Written instruction:
Rewrite the entries from the beginning up to and including the line with "x=185 y=333", keeping the requests unchanged and adding 131 to every coordinate value in the answers.

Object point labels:
_ _ _ _ _ _ _

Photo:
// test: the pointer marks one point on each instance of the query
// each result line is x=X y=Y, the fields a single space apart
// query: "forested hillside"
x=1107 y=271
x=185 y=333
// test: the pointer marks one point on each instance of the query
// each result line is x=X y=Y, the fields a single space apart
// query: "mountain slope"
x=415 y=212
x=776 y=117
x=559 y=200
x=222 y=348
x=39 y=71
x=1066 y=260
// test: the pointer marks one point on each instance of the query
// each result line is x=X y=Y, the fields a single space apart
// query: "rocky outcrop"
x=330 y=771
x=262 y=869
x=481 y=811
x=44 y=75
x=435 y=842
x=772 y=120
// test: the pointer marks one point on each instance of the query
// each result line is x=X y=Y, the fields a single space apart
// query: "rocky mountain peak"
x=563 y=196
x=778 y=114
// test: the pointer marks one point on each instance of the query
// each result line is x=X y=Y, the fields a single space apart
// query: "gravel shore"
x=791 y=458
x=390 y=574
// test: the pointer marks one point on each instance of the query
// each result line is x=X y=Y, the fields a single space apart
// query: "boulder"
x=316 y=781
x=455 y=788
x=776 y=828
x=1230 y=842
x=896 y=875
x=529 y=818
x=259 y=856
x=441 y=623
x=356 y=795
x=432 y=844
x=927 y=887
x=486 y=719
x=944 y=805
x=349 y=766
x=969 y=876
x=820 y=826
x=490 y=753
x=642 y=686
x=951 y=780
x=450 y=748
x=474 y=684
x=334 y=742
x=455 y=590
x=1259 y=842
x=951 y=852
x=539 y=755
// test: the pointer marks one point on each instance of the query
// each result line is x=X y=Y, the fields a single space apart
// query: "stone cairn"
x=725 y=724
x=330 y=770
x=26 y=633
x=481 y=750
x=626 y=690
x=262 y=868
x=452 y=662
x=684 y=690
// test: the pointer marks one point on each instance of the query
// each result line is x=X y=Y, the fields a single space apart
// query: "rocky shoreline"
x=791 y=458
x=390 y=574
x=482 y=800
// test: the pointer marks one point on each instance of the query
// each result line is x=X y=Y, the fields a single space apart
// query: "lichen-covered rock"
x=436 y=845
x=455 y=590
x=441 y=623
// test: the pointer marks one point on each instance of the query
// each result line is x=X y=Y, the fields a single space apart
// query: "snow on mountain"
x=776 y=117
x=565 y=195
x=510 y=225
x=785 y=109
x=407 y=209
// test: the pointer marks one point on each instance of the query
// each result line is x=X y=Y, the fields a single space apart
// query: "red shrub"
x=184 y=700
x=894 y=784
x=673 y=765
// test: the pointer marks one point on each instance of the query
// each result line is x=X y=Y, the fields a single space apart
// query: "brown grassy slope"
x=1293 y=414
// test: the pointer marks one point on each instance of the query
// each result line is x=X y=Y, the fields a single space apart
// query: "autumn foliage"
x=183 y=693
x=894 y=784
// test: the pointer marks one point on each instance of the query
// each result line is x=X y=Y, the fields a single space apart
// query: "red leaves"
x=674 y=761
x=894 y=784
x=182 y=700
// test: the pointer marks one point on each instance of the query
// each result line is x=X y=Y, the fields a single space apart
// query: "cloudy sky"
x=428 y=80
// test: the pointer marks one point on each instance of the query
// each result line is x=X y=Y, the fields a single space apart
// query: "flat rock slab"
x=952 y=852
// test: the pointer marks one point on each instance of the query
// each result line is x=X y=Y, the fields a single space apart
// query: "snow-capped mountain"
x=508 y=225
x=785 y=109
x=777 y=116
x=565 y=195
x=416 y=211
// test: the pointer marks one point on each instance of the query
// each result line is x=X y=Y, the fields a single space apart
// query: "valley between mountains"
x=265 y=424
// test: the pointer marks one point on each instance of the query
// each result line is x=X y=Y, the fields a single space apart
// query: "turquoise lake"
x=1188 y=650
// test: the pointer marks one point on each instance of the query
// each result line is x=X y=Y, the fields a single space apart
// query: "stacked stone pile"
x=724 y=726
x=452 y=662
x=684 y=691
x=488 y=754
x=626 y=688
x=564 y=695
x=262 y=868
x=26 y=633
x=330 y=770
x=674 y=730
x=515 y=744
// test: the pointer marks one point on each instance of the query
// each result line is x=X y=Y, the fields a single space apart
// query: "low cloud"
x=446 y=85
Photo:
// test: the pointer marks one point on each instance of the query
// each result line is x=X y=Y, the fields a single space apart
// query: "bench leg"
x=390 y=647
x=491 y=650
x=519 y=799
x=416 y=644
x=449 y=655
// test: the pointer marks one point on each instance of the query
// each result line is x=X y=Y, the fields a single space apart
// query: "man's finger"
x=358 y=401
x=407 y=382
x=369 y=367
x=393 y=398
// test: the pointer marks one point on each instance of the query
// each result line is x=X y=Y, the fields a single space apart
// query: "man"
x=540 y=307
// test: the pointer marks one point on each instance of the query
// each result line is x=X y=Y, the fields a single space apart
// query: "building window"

_ _ _ _ _ _ _

Answer to the exercise:
Photo:
// test: the pointer marks one point on each instance of the query
// each result line is x=X y=Y, the fields a single space apart
// query: "forested hillside"
x=1238 y=402
x=316 y=464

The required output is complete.